**PROBLEM:** Copy out the entries below with "Note to the class" replaced by "Reminder to the class" everywhere it occurs, changing nothing else and leaving out the pictures.

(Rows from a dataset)

----------------------------------------

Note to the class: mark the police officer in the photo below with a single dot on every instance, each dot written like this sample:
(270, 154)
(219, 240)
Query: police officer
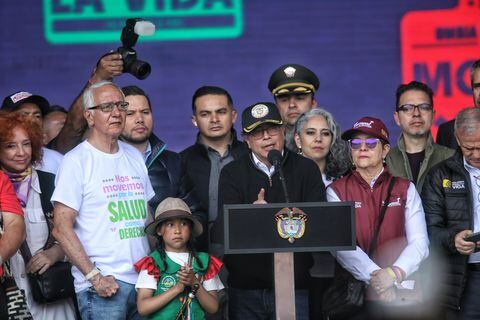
(293, 86)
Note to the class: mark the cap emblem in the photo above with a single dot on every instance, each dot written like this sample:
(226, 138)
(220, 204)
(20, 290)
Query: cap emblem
(20, 96)
(290, 72)
(259, 111)
(384, 133)
(363, 124)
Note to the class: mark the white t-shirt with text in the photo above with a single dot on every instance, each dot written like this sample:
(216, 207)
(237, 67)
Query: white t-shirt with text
(110, 192)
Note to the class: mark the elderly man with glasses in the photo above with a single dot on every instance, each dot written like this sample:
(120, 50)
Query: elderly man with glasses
(451, 201)
(101, 206)
(253, 179)
(415, 152)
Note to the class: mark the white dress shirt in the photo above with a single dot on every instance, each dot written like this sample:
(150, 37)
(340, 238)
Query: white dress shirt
(359, 264)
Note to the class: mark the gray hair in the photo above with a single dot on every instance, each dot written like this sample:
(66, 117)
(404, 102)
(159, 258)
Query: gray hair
(338, 161)
(467, 120)
(88, 101)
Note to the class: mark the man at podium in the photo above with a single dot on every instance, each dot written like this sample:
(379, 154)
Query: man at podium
(253, 179)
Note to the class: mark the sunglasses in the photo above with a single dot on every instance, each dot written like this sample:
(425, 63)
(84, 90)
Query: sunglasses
(422, 107)
(370, 143)
(109, 106)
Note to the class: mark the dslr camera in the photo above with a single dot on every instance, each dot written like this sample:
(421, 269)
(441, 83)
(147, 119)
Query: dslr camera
(133, 28)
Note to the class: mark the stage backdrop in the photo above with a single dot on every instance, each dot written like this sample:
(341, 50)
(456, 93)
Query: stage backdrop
(361, 51)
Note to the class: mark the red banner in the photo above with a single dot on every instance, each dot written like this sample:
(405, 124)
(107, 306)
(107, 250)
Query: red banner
(438, 48)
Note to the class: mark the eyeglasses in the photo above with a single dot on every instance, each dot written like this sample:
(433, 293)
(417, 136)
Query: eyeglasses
(477, 181)
(370, 143)
(422, 107)
(109, 106)
(271, 131)
(468, 149)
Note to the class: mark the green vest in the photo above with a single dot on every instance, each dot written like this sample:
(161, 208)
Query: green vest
(168, 279)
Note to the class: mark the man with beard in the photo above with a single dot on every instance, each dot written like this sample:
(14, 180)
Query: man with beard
(164, 166)
(216, 146)
(253, 179)
(415, 152)
(293, 86)
(445, 135)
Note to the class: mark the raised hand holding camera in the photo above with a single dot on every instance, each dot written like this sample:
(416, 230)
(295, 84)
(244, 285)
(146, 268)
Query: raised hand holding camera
(133, 28)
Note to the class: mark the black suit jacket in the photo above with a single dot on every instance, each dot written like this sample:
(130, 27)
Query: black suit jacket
(446, 135)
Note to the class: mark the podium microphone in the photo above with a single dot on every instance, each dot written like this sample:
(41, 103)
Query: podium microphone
(275, 158)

----------------------------------------

**OUTPUT BELOW:**
Reminder to the class: mark the police officer in the photo below with a single dot on every instance, each dot written like this sample:
(270, 154)
(219, 240)
Query: police officer
(293, 86)
Reminder to the class: mark the cap emblem in the photo above with a single dot on every instance, each dot written like this sample:
(226, 138)
(220, 204)
(20, 290)
Query: cap emblem
(20, 96)
(290, 72)
(259, 111)
(384, 133)
(363, 124)
Reminder to the class: mark the white t-shirt with text in the photo above with a single dot on every instance, each dot written like this sample:
(216, 207)
(237, 67)
Query: white t-shirt with text
(110, 192)
Reminder to the class: mark the elderly man with glasses in the photo above with a single dot on every instance, each dot written like this sample:
(120, 50)
Query: elderly man with glasses
(451, 201)
(101, 206)
(253, 179)
(415, 152)
Reminder to the class: mark the white dress shirt in the photo above with a single dot on every instance, each dot written like this sample:
(150, 37)
(340, 238)
Query: white dress shirt
(359, 264)
Reminder to the class: mark the gray hair in the photo above with a single dot on every instance, each dot written like this sample:
(66, 117)
(404, 102)
(159, 258)
Query: gray hair
(338, 161)
(467, 120)
(88, 101)
Reminder to the class: mark the man at podium in the photo above with a single dot on every instance, each dot written like this sample:
(379, 154)
Query: man at podium
(253, 179)
Reminder to the class: mark the sunglasses in the photo above with a single dot on every instance, each dot written like this sample:
(425, 63)
(84, 90)
Query: sunglasses
(422, 107)
(370, 143)
(109, 106)
Reminder to the class: mark the dslr camera in the photo above with a single dot on every instance, each dot written like this sample:
(421, 269)
(441, 83)
(147, 119)
Query: dslr camera
(133, 28)
Reminder to the class: mark the stage backdrop in the photo above with a single dot on every instance, each dot written like this sample:
(341, 50)
(456, 93)
Query: stage backdrop
(361, 51)
Reminder to the class: mark the red banner in the photo above with a single dot on every instance, each dot written like this sample:
(405, 124)
(107, 306)
(107, 250)
Query: red banner
(438, 48)
Reminder to the class: mark the eyeglasses in the photo above with a single dot on every instance, each dot written like this sample:
(433, 293)
(417, 136)
Query: eyeglasses
(477, 181)
(370, 143)
(422, 107)
(109, 106)
(271, 131)
(468, 149)
Reminder to the class: mark the green vest in the photo above with a single dot on every instance, each dot written like this sample:
(161, 208)
Query: green vest
(168, 279)
Reminder to the class: mark the man with beard in the photo above with a single dot on every instance, each dot written like this sample:
(14, 180)
Query: man with beard
(164, 166)
(216, 146)
(253, 179)
(415, 152)
(293, 86)
(445, 135)
Reminder to the class: mark the raised hand holding camera in the photo above with a single dot on every instance, each dot written like this sample:
(416, 230)
(295, 84)
(244, 285)
(146, 268)
Query: raised hand holding camera
(133, 28)
Reminder to the class: mark the black suit jacket in the photo above with a single dot on every instance, each dot written like this sample:
(130, 27)
Query: black suit jacket
(446, 135)
Reminder to the class: mark the podium microphone in the photo above with a single dot on every instance, each dot written like this sample:
(41, 103)
Query: podium microphone
(275, 158)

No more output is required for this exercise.